▶
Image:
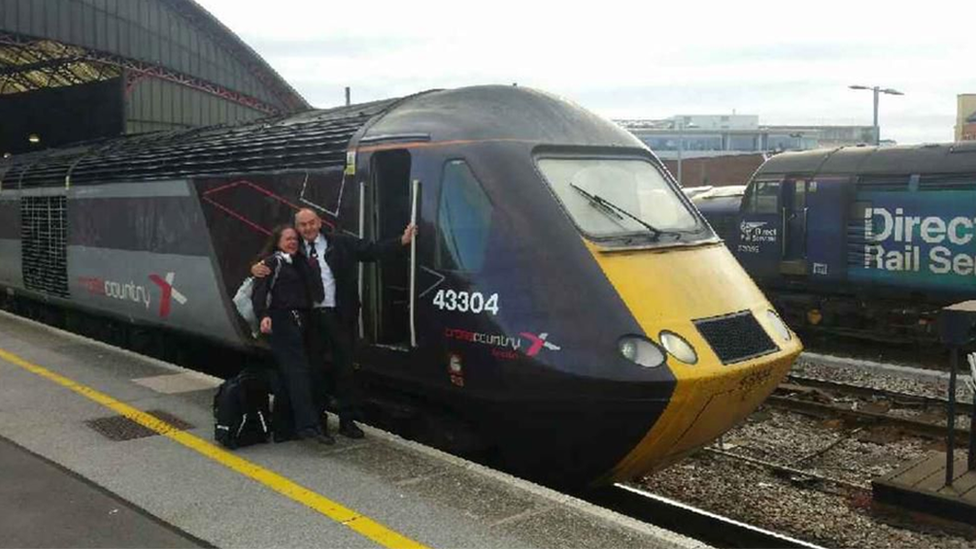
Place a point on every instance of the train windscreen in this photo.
(611, 197)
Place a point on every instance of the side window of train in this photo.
(463, 219)
(764, 198)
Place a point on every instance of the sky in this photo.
(788, 62)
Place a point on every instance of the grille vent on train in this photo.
(43, 237)
(735, 337)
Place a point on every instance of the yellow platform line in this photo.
(288, 488)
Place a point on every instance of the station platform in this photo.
(130, 438)
(921, 486)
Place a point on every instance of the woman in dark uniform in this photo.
(294, 285)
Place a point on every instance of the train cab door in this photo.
(794, 220)
(391, 203)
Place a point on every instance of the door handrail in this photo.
(415, 193)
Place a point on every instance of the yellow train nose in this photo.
(682, 291)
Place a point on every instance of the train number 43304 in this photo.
(466, 302)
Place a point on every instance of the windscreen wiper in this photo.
(617, 210)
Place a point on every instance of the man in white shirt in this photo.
(332, 322)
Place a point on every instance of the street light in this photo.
(876, 90)
(681, 141)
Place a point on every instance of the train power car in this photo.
(866, 241)
(563, 300)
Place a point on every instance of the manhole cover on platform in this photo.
(123, 428)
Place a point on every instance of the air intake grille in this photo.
(735, 337)
(43, 236)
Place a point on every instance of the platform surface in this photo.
(921, 486)
(379, 491)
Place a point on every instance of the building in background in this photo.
(966, 117)
(723, 135)
(74, 70)
(721, 150)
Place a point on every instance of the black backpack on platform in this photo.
(241, 413)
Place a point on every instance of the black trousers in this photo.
(328, 335)
(288, 329)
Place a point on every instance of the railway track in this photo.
(713, 529)
(870, 407)
(897, 398)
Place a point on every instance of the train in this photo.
(564, 305)
(869, 242)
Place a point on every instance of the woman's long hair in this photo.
(271, 246)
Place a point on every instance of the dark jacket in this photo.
(298, 286)
(342, 256)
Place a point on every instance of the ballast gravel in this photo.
(837, 514)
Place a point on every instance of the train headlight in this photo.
(641, 351)
(678, 347)
(779, 326)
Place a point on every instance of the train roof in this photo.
(913, 159)
(317, 139)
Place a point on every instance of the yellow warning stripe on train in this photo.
(290, 489)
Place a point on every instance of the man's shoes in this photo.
(284, 436)
(349, 429)
(320, 438)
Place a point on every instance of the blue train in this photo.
(865, 241)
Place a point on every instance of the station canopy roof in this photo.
(48, 64)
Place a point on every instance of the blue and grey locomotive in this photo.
(563, 299)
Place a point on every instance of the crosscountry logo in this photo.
(538, 342)
(169, 293)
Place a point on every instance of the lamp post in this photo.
(681, 141)
(877, 90)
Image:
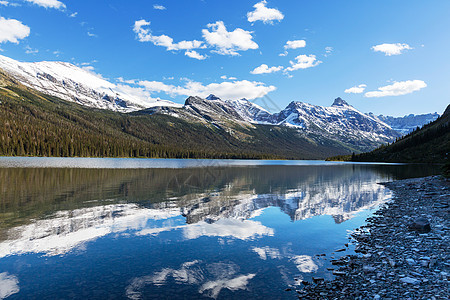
◀
Aim of the task: Can you rewrite all the records above with "Place a point on" swapped for "Put a dot on" everywhere and nothing else changed, leaving out the pictures?

Result:
Image:
Put a dot on every instance of the train windscreen in this photo.
(611, 197)
Put a dot on every instance of the side window of train in this photo.
(463, 219)
(764, 198)
Put a dot on every instance of the sky in this photo.
(788, 62)
Put a dot on every instance of the grille vent on train in this photo.
(43, 237)
(735, 337)
Put a dot on every instance of the yellow platform line in this photo.
(288, 488)
Put a dot on every instance of the station platform in this photo.
(130, 438)
(921, 486)
Put a dot on every instance of the woman in dark uniform in this photo.
(294, 285)
Put a dot on every instance of the train cab door in this photo.
(794, 220)
(391, 203)
Put a dot on every instance of the door handrail in this photo.
(415, 193)
Put a dot on every instance of the yellow train nose in this photo.
(682, 291)
Put a dot on every instance of the train number 43304 in this photo.
(466, 302)
Put a dot on every instance of the windscreen wiper in this photo.
(617, 210)
Put a dot on every instance of the man in white shirt in this photo.
(332, 322)
Put a dot on every instance of the street light in this photo.
(876, 90)
(681, 141)
Put a dot on every instance of the train power car in this photo.
(866, 241)
(563, 300)
Put a dot on every instance of the manhole cover on platform in this photo.
(123, 428)
Put a dot on every instance of the air intake grille in this photo.
(735, 337)
(43, 236)
Put a dot on every instance of the platform surface in this photo.
(921, 486)
(379, 491)
Put a dot on every instance of the building in background in this photo.
(966, 117)
(723, 135)
(74, 70)
(721, 150)
Put a dot on every instance of the black backpack on platform in this photo.
(241, 413)
Put a dot on every instance of the black trousers in this photo.
(328, 335)
(288, 329)
Put a dot on every instance of the railway track in this photo.
(713, 529)
(870, 407)
(897, 398)
Put a dot on every instance of the train in this photo.
(564, 305)
(869, 242)
Put a dot on every instance of the woman's long hair in this photo.
(271, 246)
Put a dot on every instance of the dark jacket in this photo.
(298, 286)
(342, 256)
Put a dot on every instance of the ballast gravel in this photo.
(837, 514)
Put a dot on every instance of the train headlight in this photo.
(641, 351)
(678, 347)
(779, 326)
Put a dot on every instance of the train roof in this photo.
(913, 159)
(317, 139)
Put a dot on every instance of the yellow warning stripe on train in this photo.
(290, 489)
Put a dot on every instance of the man's shoes in this photo.
(284, 436)
(349, 429)
(320, 438)
Put a dot on every instance of the blue train in this photo.
(865, 241)
Put a dot on every instance of the station canopy roof in this photo.
(48, 64)
Put a dot on every instance of the blue and grey locomotive in this photo.
(563, 299)
Put a dot on every instance of the crosscountry logo in this photo.
(538, 342)
(169, 293)
Put a dot on every instance of the lamp post in this photo.
(681, 141)
(877, 90)
Image:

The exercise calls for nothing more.